ACTIVITY
Answer these from the Howard County news text below:
(a) Who is the county solicitor?
(b) The area around which middle school will be open to development instead of closed?
(c) Under the old regulations, up to how many gallons of propane storage are allowed?

Going to court for parkland is extremely rare in Howard, said Barbara Cook, the county solicitor. Public Works officials say it has happened at least twice - in 1988 for land along the Patuxent River and about a decade ago for Rockburn Park in Elkridge.

County officials say they have waited long enough to complete acquisition of the land for this relatively small park.

Enrollment projection errors shift 4 areas' status

Predicting future school enrollments is a tricky business, and a few errors in the latest Howard County attempt show the pitfalls - and the promise - of the recently revised process, officials say.

The errors moved four schools across the threshold of classroom crowding in charts that were submitted Monday night to the County Council to suggest limitations to development.

As a result, areas around Northfield, Lisbon and Phelps Luck elementary schools will be closed to development in 2005 rather than open, and the area around Hammond Middle School will be open to development instead of closed.

The predictions dictate where development will be limited three years into the future, the county's attempt to control crowding. But parents and politicians have complained for years that the projections are unreliable and undercounted students, while builders complained frequent changes cost them money.

Gas-storage opponents prepare for Round 5

Western Howard County residents who don't want 50,000 gallons of propane stored across the road from Triadelphia Ridge Elementary School are resignedly preparing for Round 5 of a long-running fight.

Parents thought they had won a year ago, when they persuaded the County Council to change the zoning law so that large propane-storage facilities would not be allowed on land zoned B-2 - a type of business zoning - as is the parcel west of the school.

But a revised proposal for the project was heard Tuesday under the old regulations, which allow propane storage of up to 52,489 gallons as long as it is not within 100 yards of a church, hospital or school. The school property shared by Triadelphia Ridge Elementary and unfinished Folly Quarter Middle School is about 150 to 200 yards from the site, parents said.

Ellicott City developer J. Chris Pippen is asking for permission to build two 25,000-gallon storage tanks on a 2.4-acre parcel between Route 32, Triadelphia Road and Ten Oaks Road. The land is near houses, a gas station and the elementary school.

MATERIAL PROVIDED
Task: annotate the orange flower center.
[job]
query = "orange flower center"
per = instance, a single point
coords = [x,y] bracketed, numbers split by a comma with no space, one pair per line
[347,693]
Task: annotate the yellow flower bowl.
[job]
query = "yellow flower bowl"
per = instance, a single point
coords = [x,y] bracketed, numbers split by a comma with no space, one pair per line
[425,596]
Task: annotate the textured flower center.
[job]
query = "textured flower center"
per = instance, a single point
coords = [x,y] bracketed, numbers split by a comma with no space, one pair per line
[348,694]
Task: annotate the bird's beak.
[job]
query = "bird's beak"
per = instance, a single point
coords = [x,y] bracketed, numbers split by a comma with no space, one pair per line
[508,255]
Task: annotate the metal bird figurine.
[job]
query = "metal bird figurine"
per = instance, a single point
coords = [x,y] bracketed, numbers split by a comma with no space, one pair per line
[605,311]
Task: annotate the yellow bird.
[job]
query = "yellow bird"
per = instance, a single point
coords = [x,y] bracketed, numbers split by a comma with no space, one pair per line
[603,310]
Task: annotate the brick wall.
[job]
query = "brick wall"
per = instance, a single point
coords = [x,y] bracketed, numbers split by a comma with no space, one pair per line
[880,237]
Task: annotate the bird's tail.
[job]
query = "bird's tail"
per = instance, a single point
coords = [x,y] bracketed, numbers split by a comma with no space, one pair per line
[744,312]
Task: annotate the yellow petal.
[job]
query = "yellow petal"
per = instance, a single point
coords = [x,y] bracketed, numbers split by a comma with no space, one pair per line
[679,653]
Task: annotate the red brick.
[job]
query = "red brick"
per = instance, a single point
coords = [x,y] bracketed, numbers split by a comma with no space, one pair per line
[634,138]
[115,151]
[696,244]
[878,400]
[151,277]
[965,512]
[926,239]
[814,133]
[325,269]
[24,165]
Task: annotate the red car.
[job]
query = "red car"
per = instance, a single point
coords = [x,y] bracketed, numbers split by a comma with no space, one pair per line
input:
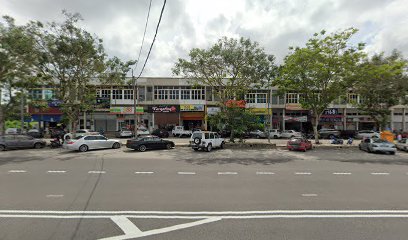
[301,144]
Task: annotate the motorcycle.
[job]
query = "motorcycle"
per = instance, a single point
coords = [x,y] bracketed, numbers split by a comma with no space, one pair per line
[56,143]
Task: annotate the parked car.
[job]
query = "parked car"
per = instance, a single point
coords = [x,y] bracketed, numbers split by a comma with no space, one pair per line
[35,133]
[299,143]
[179,131]
[273,133]
[10,141]
[403,144]
[377,145]
[328,133]
[290,134]
[206,141]
[13,131]
[89,142]
[124,132]
[367,134]
[161,133]
[143,143]
[257,134]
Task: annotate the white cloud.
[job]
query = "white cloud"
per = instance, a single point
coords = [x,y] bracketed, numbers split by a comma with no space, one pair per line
[275,24]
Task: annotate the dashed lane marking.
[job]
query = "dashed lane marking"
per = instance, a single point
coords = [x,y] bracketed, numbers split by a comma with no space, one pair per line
[303,173]
[96,172]
[341,173]
[227,173]
[309,195]
[54,195]
[265,173]
[186,173]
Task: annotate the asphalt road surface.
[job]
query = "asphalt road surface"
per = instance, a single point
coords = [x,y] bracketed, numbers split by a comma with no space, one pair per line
[182,194]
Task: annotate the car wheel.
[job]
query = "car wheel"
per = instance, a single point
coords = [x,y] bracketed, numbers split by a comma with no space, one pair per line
[83,148]
[142,148]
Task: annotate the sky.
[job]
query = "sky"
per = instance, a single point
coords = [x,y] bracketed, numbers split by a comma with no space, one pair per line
[274,24]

OUTPUT FOR THIS TASK
(a) Barbara Cook
(b) Hammond Middle School
(c) Up to 52,489 gallons